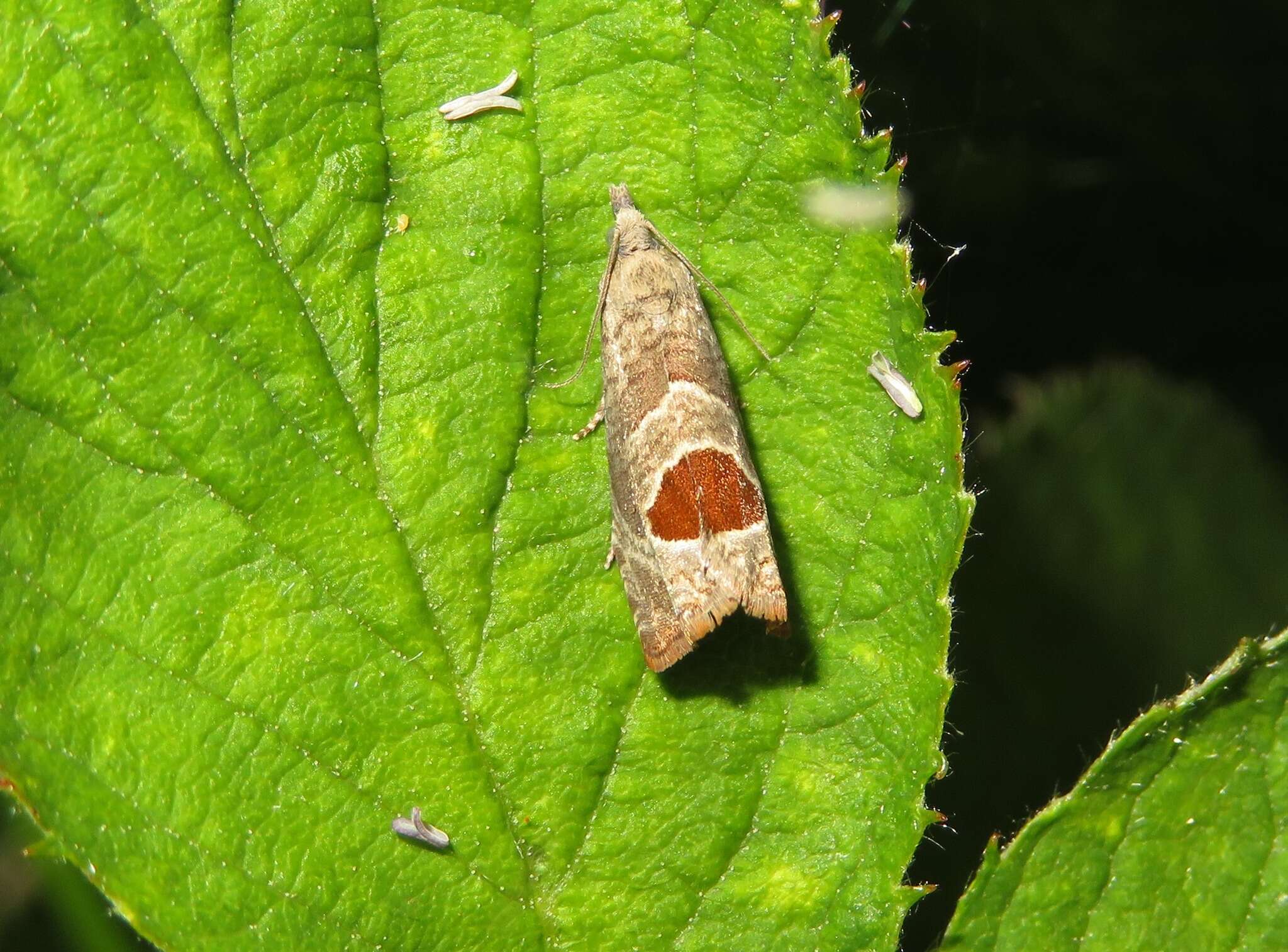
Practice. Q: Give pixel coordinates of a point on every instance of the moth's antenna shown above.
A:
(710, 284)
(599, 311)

- - -

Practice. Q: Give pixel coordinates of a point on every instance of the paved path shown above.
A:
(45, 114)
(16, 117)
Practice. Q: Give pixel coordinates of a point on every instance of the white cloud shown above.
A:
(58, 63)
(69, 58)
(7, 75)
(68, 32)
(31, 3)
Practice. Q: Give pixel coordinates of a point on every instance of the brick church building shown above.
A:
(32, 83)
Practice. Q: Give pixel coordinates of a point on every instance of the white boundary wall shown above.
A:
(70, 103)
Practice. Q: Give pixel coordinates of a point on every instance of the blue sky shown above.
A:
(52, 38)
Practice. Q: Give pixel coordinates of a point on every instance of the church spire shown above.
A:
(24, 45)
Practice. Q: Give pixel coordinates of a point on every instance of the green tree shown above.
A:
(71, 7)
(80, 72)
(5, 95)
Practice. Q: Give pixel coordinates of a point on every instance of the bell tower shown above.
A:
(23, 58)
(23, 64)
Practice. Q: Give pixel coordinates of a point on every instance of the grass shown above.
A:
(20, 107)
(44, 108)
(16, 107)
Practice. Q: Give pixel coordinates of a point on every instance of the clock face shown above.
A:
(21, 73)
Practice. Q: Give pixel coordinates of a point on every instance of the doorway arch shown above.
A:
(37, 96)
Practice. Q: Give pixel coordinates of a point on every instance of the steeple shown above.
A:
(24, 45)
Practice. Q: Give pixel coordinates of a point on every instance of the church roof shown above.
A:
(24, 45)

- - -

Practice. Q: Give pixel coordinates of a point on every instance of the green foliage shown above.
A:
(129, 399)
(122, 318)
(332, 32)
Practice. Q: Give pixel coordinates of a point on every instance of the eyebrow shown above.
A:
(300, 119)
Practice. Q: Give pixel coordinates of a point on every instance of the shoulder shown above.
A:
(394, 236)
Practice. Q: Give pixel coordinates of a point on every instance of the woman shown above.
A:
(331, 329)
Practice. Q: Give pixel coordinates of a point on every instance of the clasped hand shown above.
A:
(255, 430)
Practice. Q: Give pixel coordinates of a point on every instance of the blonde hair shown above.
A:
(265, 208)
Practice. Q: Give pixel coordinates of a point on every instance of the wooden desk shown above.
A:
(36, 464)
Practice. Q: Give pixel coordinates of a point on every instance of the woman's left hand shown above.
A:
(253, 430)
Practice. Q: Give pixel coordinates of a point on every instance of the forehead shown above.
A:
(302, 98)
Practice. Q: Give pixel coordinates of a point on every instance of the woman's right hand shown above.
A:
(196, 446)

- - -

YOUR INSTRUCTIONS → Please state how many lines in the records contain the word "woman", and give only that number.

SOLUTION FOR THIS EXERCISE → 3